• Exercise directions
Transcribe only part of the material below: the lines from the one containing "Definition first: for each instance of the unopened" through the one containing "[[95, 54], [312, 262]]", inclusive, exactly as written.

──────── Task data ────────

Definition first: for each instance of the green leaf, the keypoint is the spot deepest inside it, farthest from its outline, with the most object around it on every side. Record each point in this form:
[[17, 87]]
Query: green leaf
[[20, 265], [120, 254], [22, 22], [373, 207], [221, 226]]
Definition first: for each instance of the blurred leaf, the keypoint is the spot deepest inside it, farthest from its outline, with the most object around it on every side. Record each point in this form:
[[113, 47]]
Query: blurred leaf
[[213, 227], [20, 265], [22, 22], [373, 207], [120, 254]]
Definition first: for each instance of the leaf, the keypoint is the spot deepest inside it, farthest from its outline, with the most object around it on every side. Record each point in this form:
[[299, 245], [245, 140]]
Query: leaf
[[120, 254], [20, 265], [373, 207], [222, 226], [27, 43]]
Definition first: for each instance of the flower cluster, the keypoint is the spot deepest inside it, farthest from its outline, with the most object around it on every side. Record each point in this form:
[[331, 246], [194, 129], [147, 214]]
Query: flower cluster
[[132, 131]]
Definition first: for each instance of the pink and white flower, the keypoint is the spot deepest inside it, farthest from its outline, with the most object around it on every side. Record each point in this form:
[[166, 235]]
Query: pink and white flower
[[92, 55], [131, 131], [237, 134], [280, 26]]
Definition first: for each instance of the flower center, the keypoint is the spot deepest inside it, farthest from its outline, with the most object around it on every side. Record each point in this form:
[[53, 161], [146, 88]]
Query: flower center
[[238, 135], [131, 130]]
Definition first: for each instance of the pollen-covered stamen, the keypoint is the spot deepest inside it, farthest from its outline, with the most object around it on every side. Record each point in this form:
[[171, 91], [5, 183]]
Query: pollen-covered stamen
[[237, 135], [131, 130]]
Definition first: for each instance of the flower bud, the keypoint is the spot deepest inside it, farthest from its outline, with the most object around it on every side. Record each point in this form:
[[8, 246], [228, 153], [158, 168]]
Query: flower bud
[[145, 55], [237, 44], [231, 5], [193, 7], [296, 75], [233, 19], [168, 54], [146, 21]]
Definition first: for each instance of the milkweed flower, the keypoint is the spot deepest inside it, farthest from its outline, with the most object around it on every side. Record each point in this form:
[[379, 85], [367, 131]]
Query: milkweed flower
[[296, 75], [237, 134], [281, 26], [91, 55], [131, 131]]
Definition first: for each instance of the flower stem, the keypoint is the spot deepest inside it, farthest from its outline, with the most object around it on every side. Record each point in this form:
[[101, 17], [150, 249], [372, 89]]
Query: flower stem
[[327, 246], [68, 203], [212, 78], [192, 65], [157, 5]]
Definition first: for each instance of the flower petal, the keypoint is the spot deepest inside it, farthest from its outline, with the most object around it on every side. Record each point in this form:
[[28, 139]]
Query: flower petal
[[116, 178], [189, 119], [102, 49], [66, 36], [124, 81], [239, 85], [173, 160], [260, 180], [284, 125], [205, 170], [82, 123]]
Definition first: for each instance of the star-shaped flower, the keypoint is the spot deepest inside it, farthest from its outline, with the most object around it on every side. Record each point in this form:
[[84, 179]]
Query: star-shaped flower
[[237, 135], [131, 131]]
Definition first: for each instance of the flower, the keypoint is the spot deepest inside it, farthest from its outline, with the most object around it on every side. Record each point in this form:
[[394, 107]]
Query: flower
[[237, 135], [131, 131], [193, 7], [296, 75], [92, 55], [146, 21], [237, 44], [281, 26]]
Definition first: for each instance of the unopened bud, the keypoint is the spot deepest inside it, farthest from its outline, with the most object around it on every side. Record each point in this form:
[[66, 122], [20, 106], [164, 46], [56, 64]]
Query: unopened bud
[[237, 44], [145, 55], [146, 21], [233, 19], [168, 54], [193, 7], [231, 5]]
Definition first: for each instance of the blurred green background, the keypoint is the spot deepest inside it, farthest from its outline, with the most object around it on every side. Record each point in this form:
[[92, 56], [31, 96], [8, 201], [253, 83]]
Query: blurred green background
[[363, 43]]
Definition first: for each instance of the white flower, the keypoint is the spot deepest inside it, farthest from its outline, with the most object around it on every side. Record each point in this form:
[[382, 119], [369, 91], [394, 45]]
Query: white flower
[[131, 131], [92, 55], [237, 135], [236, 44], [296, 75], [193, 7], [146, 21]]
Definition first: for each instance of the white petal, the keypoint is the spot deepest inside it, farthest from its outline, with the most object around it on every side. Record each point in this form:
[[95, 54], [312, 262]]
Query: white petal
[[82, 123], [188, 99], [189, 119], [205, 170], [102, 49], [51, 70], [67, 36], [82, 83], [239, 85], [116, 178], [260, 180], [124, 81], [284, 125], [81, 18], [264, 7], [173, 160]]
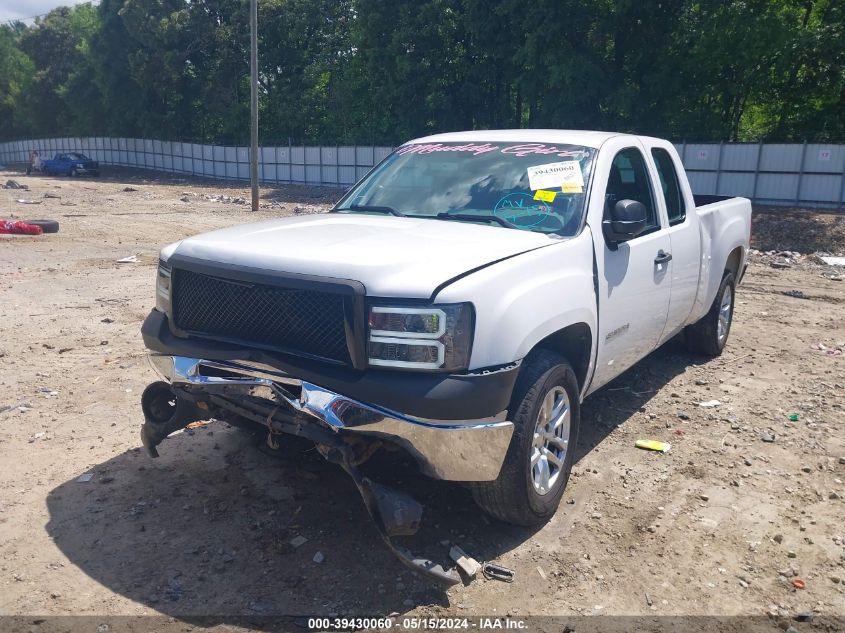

────────

• Expected answer
Definition first: for each instance of the unopened bud, the keypoint is the spot deepest inside it, farthest from its outline, with the most object around it on every side. Record each point in this form:
[[66, 122], [20, 106], [164, 46], [56, 64]]
Query: unopened bud
[[237, 44], [145, 55], [146, 21], [233, 19], [168, 54], [193, 7], [231, 5]]
Definition first: for each instance of the blurred green background, the keypoint is the spot deepest inside it, farthest from its outline, with the most object around it on every side. Record each point in this form:
[[92, 56], [31, 96], [8, 201], [253, 83]]
Query: blurred green background
[[363, 43]]
Definition first: for each instance of the white flower, the keypoint is the spot deepest inside it, farthest from its outline, with the most object around it on every side. Record each point in this form:
[[382, 119], [369, 91], [394, 45]]
Query: white flower
[[131, 131], [92, 55], [237, 135], [236, 44], [296, 75], [193, 7], [146, 21]]
Definition first: for each instance of the white petal, the keypoint is the spot deepest inside it, farthest from its outline, with the most object around it on every side. Record each point in this form:
[[95, 54], [312, 262]]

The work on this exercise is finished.